Prompt =
Using the entries that follow, report how many lines contain the word "scooter". Only the number is wanted.

Source data =

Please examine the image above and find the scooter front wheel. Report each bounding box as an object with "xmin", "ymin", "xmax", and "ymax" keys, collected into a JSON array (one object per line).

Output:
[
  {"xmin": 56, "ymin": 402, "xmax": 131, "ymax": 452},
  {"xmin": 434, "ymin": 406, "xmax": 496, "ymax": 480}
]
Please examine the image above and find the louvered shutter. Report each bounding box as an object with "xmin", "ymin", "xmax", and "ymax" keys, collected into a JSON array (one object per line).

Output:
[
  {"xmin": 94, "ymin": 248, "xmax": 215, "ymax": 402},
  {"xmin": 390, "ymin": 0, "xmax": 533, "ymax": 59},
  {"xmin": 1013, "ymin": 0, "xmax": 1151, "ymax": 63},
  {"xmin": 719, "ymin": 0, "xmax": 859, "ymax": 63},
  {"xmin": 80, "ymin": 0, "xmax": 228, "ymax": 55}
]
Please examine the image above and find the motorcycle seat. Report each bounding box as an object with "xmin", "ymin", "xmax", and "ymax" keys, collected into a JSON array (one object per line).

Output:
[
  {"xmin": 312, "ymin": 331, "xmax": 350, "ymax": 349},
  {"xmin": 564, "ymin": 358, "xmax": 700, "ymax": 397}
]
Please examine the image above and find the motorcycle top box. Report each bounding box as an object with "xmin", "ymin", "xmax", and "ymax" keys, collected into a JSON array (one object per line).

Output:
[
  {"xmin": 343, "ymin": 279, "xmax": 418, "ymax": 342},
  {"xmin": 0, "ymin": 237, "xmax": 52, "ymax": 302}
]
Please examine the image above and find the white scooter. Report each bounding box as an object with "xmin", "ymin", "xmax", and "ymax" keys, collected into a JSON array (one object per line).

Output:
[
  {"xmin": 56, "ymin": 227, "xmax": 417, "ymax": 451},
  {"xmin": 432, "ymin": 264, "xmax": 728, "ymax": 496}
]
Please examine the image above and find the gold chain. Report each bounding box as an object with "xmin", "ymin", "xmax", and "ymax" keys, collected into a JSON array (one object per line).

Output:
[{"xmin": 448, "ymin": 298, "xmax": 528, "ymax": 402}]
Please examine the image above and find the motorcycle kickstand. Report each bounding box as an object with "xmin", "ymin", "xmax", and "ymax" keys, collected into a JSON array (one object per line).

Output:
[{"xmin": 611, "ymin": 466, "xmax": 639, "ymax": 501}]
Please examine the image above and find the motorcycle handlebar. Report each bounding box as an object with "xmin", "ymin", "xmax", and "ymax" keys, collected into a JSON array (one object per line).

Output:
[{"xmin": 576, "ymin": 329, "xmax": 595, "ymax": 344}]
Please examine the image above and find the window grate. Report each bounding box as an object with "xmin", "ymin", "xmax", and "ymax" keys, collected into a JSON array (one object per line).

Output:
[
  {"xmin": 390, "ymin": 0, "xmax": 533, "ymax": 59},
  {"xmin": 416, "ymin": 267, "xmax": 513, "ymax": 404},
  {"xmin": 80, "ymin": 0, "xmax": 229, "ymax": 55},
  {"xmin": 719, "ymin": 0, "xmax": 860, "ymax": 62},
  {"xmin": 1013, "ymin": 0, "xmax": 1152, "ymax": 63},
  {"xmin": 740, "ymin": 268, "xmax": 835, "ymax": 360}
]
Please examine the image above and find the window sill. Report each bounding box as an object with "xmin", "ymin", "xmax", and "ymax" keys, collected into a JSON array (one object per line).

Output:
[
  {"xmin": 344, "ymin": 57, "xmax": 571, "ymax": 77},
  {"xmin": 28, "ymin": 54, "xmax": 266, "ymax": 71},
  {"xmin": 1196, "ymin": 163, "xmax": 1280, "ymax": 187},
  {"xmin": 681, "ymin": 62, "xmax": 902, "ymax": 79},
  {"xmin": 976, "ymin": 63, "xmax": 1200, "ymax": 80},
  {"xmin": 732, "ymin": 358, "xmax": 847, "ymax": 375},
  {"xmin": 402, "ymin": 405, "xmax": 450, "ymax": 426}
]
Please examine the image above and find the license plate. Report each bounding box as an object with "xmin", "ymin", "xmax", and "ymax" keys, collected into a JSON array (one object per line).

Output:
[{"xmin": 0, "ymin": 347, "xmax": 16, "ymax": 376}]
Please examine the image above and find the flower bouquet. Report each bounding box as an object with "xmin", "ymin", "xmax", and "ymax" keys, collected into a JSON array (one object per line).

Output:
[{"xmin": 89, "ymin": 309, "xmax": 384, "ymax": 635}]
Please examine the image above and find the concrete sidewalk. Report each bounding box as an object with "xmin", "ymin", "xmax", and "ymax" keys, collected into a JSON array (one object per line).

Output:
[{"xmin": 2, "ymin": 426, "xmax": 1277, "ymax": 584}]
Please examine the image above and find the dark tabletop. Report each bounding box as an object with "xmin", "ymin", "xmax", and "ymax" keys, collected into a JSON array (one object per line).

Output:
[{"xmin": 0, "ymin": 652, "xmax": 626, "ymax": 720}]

Answer =
2